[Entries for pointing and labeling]
- - - - - - -

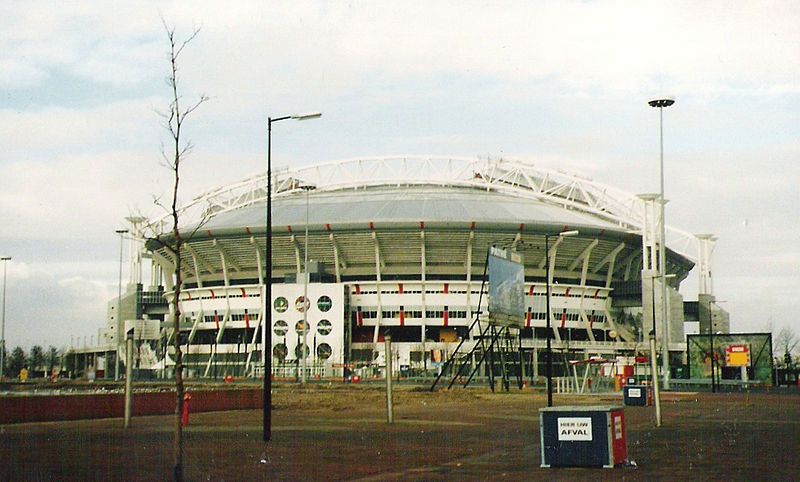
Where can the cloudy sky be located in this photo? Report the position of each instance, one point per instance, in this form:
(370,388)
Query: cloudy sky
(560,84)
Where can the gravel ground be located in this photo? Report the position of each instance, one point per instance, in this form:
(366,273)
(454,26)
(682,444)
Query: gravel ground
(339,432)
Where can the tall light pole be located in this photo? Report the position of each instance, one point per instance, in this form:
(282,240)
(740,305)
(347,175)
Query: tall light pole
(547,309)
(306,303)
(266,326)
(118,335)
(660,103)
(5,260)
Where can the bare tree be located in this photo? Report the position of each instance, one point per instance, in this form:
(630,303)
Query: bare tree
(786,340)
(173,157)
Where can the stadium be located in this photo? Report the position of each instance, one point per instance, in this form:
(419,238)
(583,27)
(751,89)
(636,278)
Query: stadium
(397,246)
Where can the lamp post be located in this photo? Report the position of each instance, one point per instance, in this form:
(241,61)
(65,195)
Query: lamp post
(118,335)
(547,300)
(5,260)
(266,326)
(660,103)
(306,303)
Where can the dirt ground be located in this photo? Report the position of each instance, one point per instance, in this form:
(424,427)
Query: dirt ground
(340,433)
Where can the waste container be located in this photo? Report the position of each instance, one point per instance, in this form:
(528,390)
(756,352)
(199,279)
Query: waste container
(583,436)
(636,395)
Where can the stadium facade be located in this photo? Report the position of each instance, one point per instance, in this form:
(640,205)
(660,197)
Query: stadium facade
(398,246)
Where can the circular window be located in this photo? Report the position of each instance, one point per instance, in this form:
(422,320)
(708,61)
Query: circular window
(301,304)
(324,351)
(324,303)
(298,351)
(281,327)
(281,304)
(324,327)
(279,351)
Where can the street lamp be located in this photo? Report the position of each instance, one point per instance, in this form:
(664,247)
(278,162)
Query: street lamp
(5,260)
(547,300)
(660,103)
(118,335)
(306,303)
(266,326)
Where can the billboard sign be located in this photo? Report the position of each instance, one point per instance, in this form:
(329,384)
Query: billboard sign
(737,356)
(506,287)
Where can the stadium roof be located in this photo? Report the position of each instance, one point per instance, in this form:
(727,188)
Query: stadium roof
(368,199)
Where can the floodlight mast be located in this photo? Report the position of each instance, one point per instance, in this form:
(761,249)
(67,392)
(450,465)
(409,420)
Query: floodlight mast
(659,103)
(549,365)
(266,325)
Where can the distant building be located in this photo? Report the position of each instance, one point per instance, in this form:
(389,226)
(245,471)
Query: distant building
(398,245)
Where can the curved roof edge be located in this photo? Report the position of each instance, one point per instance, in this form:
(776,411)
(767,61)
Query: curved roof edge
(512,177)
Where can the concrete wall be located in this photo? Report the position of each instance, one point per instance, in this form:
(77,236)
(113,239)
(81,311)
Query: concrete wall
(43,408)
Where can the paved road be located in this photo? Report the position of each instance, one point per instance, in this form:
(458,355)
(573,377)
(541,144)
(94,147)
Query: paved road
(340,433)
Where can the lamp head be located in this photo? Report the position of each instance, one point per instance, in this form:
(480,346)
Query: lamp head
(661,101)
(310,115)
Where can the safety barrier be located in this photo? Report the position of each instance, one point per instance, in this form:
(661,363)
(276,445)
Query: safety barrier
(44,408)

- - - - - - -

Reproduce every line above word for word, but leave out the pictures.

[EXERCISE RESPONSE]
Where can the cloudy sky be located in this photo? Report the position of each instance, one point per instance, in this form:
(370,388)
Query: cloudy sky
(560,84)
Where can the gravel ground be located in this photo? Report the position of each instance, one point per instance, in this form:
(366,273)
(454,26)
(682,444)
Query: gravel ground
(339,432)
Where can the tall light pole be located in this photo? Report the position of each instance, one point per instance, in this form:
(282,240)
(740,305)
(347,175)
Query: tall light pole
(547,309)
(306,303)
(266,326)
(118,335)
(660,103)
(5,260)
Where can the bare tree be located in this photo? Report the position of each instance, one point per instance, in this form:
(630,303)
Query: bare tree
(786,340)
(173,157)
Where can the stadium be located in this photo? Report the position of each instance, one point per instance, in this form:
(419,238)
(583,27)
(751,89)
(636,278)
Query: stadium
(397,246)
Where can the lamp post be located in this photo? Report the position of each instance, one point per instance, in this form:
(241,61)
(65,195)
Query: lamp post
(118,335)
(547,300)
(5,260)
(266,326)
(660,103)
(306,303)
Where can the dirt ground be located in this photo? Report the position of each instance, one point per instance, in this form:
(424,427)
Query: dirt ground
(340,433)
Where can the waste container be located in this photo? Report the position of each instance, one point per instance, in this form:
(528,390)
(756,352)
(199,279)
Query: waste container
(583,436)
(636,395)
Where can the stadium facade be located in this photo? Report the position of each instance, one point per instance, in this form:
(640,205)
(660,197)
Query: stadium facade
(398,246)
Where can the circular window be located in this photo? Report the position of each instance, one point per instance, in this form:
(422,320)
(708,61)
Query: circular window
(301,304)
(324,351)
(324,303)
(298,351)
(281,327)
(281,304)
(324,327)
(279,351)
Where can the street lamp be located in this photo? Report the position of each instance, one point per instance, in this form:
(664,247)
(278,162)
Query: street lamp
(5,260)
(547,300)
(660,103)
(118,335)
(306,303)
(266,326)
Where can the billboard sign be located in this photo? Report the position of each instance, one point per instance, in this form:
(329,384)
Query: billboard sign
(737,356)
(506,287)
Where can the stadium roof be located in this photo? Report the position of each instance, one point per instance, in this form:
(727,188)
Query: stadium roof
(368,199)
Where can the floodlight mast be located in this photo? Report the position of each instance, one point per instance, in this form:
(761,249)
(67,392)
(450,465)
(409,420)
Query: floodlight mast
(659,103)
(549,365)
(266,325)
Where can the distant building be located in this photo? Report the position of each instance, one point per instance, in this form:
(389,226)
(245,471)
Query: distant building
(398,245)
Where can the curved roof edge be located in this photo? Report the position of each instance, one point per instance, in this form:
(776,411)
(767,61)
Query: curved roof edge
(512,177)
Where can the concrete wall be located in this photo? Report the position of each instance, one point per instance, in this form:
(77,236)
(113,239)
(81,311)
Query: concrete wall
(43,408)
Where can the paved road be located in this photo? Report the position of each instance, one point per instance, in this form:
(458,355)
(573,377)
(541,144)
(94,147)
Query: paved road
(340,433)
Where can the lamp head be located in this photo? Report the position of each instance, one point per instance, in this form:
(480,346)
Query: lamp head
(661,101)
(310,115)
Where can the safety barrier be located in this photo? Report the position of each instance, one point per instance, in this form:
(661,363)
(276,445)
Query: safety barrier
(44,408)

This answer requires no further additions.